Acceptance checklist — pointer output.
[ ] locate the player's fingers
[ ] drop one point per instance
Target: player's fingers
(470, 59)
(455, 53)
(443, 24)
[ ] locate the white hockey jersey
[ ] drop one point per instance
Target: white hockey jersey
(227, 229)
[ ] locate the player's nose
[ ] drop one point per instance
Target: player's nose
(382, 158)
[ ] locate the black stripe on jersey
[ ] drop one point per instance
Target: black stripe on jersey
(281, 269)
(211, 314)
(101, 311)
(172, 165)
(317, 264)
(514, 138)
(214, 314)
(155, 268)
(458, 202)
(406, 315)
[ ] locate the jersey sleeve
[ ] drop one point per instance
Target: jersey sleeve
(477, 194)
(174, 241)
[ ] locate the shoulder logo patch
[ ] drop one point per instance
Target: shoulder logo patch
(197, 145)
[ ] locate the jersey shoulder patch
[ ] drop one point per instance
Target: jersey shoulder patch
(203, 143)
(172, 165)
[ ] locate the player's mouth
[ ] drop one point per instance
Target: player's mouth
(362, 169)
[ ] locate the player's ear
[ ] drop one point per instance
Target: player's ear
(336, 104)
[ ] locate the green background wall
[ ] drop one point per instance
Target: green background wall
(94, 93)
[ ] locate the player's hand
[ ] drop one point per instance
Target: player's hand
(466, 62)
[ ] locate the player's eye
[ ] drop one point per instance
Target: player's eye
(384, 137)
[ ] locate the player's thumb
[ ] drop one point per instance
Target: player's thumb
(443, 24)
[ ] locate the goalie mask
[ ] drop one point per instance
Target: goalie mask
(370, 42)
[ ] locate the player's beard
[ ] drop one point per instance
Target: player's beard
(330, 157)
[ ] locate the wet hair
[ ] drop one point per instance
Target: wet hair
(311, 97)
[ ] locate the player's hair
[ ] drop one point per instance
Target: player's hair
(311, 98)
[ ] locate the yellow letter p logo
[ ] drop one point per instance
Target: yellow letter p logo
········
• _What to do_: Switch every "drop" in all the items above to "place" and write the lines out again, leaving everything else unchanged.

• _Right answer_:
Acceptance checklist — pointer output.
[ ] locate the player's fingers
[ ] place one point per instance
Target: player's fingers
(470, 59)
(455, 53)
(443, 24)
[ ] locate the white hockey jersey
[ ] place one point per instance
Target: white hockey jersey
(227, 229)
[ ] locate the player's nose
[ ] place one point per instance
Target: player's nose
(382, 158)
[ ] locate the black stripe on jersey
[ ] place one point per instance
Target: black stripe on jersey
(281, 269)
(211, 314)
(101, 311)
(172, 165)
(317, 264)
(514, 138)
(214, 314)
(155, 268)
(458, 202)
(406, 315)
[ ] locate the jersey sleeve
[ ] place one point per instance
Target: jersey sleeve
(477, 194)
(174, 241)
[ ] locate the shoulder logo patch
[ ] place one point per instance
Target: shoulder logo patch
(197, 145)
[ ] locate the jersey shoulder patch
[ ] place one point per instance
Target: jersey shoulder patch
(203, 143)
(172, 165)
[ ] locate the player's mouth
[ ] place one point per instance
Target: player's mouth
(362, 169)
[ ] locate the player's ear
[ ] place one point per instance
Target: player's ear
(336, 104)
[ ] locate the green background wall
[ ] place one point per instance
Target: green background wall
(94, 93)
[ ] locate the player's hand
[ ] place one point per instance
Target: player's hand
(466, 62)
[ ] locate the player's eye
[ ] place one point per instance
Target: player's eye
(384, 137)
[ ] locate the player's thumb
[ ] place one point per instance
Target: player's thumb
(443, 24)
[ ] locate the goalie mask
[ ] place one point per instance
Target: goalie mask
(370, 42)
[ ] locate the player's beard
[ ] place one point per instance
Target: player's beard
(330, 157)
[ ] locate the wet hair
[ ] place one point per instance
Target: wet hair
(311, 97)
[ ] locate the player's hair
[ ] place one point per instance
Target: player's hair
(311, 98)
[ ] locate the yellow letter p logo
[ ] place one point per instance
Target: yellow letter p logo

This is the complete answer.